▸ **Material provided**
● ● ● ● ● ● ●

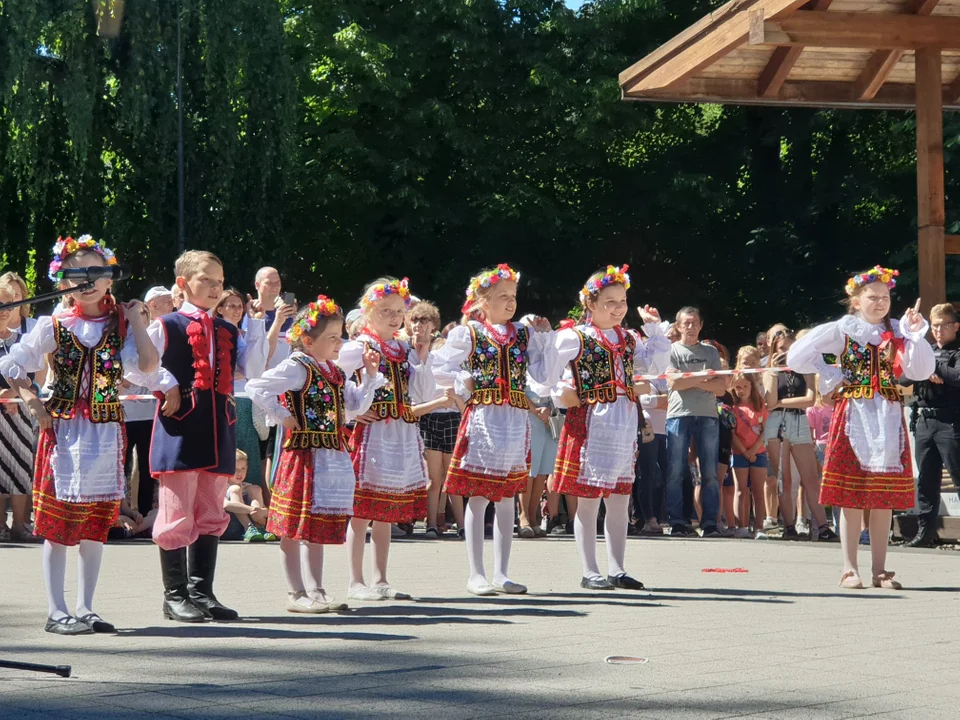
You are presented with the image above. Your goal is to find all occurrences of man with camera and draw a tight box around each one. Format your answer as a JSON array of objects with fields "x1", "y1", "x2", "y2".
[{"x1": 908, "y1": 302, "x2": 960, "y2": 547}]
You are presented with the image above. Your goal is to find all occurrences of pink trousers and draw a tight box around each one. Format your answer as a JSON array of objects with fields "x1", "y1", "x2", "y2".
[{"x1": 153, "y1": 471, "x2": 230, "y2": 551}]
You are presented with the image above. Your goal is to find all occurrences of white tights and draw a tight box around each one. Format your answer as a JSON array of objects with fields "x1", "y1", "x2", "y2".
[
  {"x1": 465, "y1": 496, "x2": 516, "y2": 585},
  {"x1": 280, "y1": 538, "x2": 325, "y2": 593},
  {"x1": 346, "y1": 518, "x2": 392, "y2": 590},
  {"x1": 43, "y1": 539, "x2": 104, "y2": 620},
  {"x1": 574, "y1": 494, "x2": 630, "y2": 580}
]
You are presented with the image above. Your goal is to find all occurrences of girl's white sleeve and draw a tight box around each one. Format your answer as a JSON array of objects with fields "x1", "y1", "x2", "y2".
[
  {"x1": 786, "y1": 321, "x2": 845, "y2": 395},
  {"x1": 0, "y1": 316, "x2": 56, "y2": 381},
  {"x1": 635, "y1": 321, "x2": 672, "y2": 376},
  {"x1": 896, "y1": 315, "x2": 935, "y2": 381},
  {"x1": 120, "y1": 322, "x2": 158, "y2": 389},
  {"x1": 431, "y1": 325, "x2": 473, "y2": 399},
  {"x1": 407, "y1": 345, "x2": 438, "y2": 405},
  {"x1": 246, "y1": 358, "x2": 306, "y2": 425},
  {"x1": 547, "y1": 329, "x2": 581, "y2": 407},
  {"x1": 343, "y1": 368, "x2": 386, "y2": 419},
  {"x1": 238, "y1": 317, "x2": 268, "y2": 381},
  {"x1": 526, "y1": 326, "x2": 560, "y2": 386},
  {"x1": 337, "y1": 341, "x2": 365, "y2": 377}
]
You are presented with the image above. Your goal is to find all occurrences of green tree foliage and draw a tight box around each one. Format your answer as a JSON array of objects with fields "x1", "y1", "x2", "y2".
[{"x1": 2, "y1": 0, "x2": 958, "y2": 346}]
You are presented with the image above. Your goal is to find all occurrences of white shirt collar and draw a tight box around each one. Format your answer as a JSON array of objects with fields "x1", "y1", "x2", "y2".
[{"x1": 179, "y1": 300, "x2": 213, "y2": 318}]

● ● ● ● ● ● ●

▸ **Exercise goal**
Exact copies of the lines from the one containing "of white shirt" through the final line of the records are all the answer should hold.

▸ **Answer to this problem**
You are presented with the image above. Your goal is to find all occurrences of white shirt collar and draw a tight box around each one. Format your answer as a JSON array of objects with fields "x1", "y1", "x2", "y2".
[{"x1": 179, "y1": 300, "x2": 213, "y2": 318}]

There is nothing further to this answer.